>> Begin

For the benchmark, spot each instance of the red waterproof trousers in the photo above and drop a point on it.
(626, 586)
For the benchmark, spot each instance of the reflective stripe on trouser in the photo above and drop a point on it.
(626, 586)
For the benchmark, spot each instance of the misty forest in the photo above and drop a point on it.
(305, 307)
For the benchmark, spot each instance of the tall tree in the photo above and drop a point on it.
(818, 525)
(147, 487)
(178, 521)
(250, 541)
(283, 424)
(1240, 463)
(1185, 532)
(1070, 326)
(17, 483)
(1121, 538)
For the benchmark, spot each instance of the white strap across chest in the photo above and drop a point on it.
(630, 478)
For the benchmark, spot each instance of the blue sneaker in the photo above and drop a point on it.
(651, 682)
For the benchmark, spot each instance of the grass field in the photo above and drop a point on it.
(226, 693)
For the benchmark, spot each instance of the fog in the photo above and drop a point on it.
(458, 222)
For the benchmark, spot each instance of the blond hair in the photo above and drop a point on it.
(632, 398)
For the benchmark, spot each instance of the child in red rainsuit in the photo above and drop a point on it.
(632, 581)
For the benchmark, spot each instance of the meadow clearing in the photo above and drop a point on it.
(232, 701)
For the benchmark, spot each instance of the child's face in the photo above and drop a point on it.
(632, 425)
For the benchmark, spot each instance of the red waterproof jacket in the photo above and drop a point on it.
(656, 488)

>> End

What is needed: Change every "drop a point" in the listing above to "place a point", and keep everything else the same.

Solution:
For the benchmark, spot each instance of the red waterproof trousers in the photo above and place a point on it.
(626, 586)
For the benchmark, spot each instance of the reflective stripe on trouser in the photo above and place a point on it.
(626, 586)
For the benchmark, spot each instance of the misty forest in the photo above and place a point on it.
(305, 307)
For the benchmark, spot each instance of the tall tree in the photo above and place a point on it.
(818, 525)
(147, 487)
(178, 521)
(250, 541)
(283, 424)
(1240, 463)
(1185, 532)
(1070, 326)
(17, 483)
(1121, 538)
For the benchmark, spot each instance of the white strap across chest in the photo above and place a point on it.
(630, 478)
For the benchmark, spot each instance of the blue sneaker in the photo above and place a point on it.
(651, 682)
For the benchmark, spot each instance of the grass field in the photo above and place a point on it.
(226, 693)
For the benchmark, spot each instance of the fog in the photo above and place a point on it.
(458, 222)
For the benchmark, spot each instance of the blond hair in the photo above and place a point on it.
(632, 398)
For the benchmark, spot each instance of the child in red rainsuit in the photo above and place a point on it.
(632, 581)
For the benchmark, spot each instance of the meadow clearing in the photo above and place a point on it.
(232, 701)
For the benchmark, spot each instance of the child's face in the photo above and place a point on it.
(632, 425)
For the benchmark, spot each instance of the red waterproof jacket in the photo above and place a point on it.
(656, 488)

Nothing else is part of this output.